■ **Exercise text**:
>>>>
CAREY — A small town grieved Tuesday after one of its teenagers was killed in a two-car accident on icy roads.

The Carey High School student, whose name was not released Tuesday, was pronounced dead at the scene after the driver’s education car he was driving was hit by another car at about 7:30 a.m., just west of the U.S. Highway 20/Idaho Highway 75 intersection near Stanton Crossing.

Three others were injured in the crash, including driver’s ed instructor Jeff Mecham. He was transported to St. Luke’s Wood River Medical Center near Ketchum, Blaine County School District Superinten-dent Lonnie Barber said, and later airlifted to Saint Alphonsus Regional Medical Center in Boise with a collapsed lung, perforated spleen and liver, and internal bleeding.

Another student, a sophomore sitting behind the driver’s seat whose name also was unavailable, was taken by air ambulance to St. Luke’s Magic Valley Medical Center in Twin Falls with a broken hip. She was reported in good condition, awaiting word on whether doctors will need to perform surgery.

The driver of the other car, which struck the driver’s education car in the side, was first transported to St. Luke’s Wood River and then airlifted to Boise on Tuesday afternoon. That driver’s name also was not released Tuesday.

Lt. Jay Davis with the Blaine County Sheriff’s Office said the accident is still under investigation. Police want to talk to those involved to help them determine what happened, he said.

But reports already indicate slick roads were a factor. The road was so icy that emergency responders could barely stand up, said Jeff Nevins, assistant fire chief with Wood River Fire and Rescue.
<<<<
■ **Problem 1**: In the news article about the Carey crash, what injuries did driver's ed instructor Jeff Mecham have when he was airlifted to Boise?
■ **Problem 2**: Carry the news article about the Carey crash forward from its final sentence.
The rows that follow were taken from a separate source.

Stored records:
>>>>
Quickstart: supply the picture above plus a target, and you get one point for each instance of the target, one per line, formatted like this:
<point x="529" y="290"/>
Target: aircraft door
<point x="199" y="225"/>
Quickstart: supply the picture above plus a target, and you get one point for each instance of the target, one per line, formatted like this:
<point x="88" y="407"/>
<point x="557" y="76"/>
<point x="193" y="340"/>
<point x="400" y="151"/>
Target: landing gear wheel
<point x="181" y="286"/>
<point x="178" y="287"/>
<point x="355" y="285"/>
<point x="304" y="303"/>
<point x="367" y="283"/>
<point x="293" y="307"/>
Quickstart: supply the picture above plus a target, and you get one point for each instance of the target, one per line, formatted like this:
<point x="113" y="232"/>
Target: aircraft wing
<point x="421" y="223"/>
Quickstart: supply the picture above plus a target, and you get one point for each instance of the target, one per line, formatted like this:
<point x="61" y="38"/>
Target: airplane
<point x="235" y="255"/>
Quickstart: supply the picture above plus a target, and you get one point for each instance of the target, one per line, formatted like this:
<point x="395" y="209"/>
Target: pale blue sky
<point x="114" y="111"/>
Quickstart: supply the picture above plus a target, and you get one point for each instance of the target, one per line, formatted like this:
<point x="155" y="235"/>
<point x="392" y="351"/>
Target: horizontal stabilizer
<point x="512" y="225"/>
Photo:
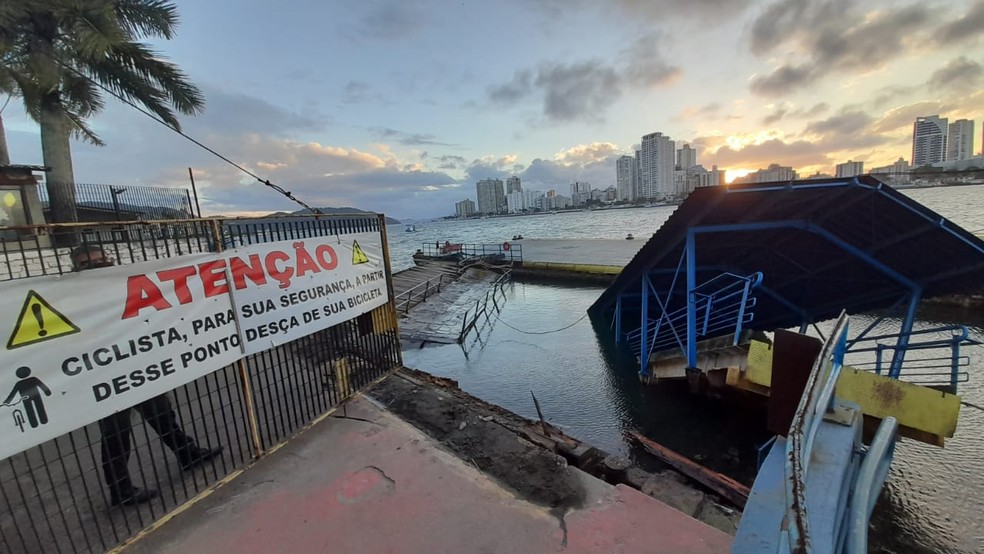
<<<<
■ **Exercise result 1**: A collapsed lung, a perforated spleen and liver, and internal bleeding.

■ **Exercise result 2**:
“There was black ice from the Bellevue Gun Club on down, and there was ice with a crust of snow across the entire road at the scene of the accident,” Nevins said.

While investigators began their work, school officials and students sought to cope with the tragedy.

Carey School Principal John Peck gathered the 109 students in Carey’s seventh through 12th grades in the school auditorium at 8:30 a.m., hoping to ward off rumors. Twenty minutes into the school day, one student had already received a text message about the accident.

Carey’s fifth- and sixth-graders were in Boise, decked out in orange sweatshirts proclaiming “Carey loves BSU and ESPN” and hoping to get on the sidelines of the Boise State University football game. Peck figured parents of younger children might prefer to explain to their children what had happened in their own way.

“I told the students that one of the things about Carey School is that we’re family and that we laugh together and cry together. And I told them we’re going to have to get through this,” he said.

Barber and Assistant Superintendent John Blackman drove to Carey as soon as they heard about the crash and spent most of Tuesday there, cancelling a special meeting of the school board.

“Everyone was crying. The students were crying. The teacherswere crying. We were crying,” Barber said. “It’s difficult because they’re all one big family. But the only thing you can do is help the school grieve.”

After Peck explained what had happened, the students formed into different groups to talk about it with their friends.

“They didn’t hold classes, but they didn’t send them home, either,” Barber said. “You can’t say, ‘Go back to class,’ after something like this happens. Some parents came and got their kids. Some parents came and sat with the kids.”

Students are writing memories and “thinking-of-you” messages to the hospitalized student in order to help her find some kind of closure, Peck said. And the football team has ordered black No. 37 stickers — the number on the deceased student’s football jersey — to wear on their helmets for the remainder of the season.

“He was involved in about everything — the football team, choir. He even had a part in the play next weekend. He was just an all-around good kid,” Peck said of the student, whose family has been in Carey for “a long, long time.”

Mecham, Peck said, has taught at Carey for about six years. A schedule posted on the school’s website had him tabbed to lead a field trip today.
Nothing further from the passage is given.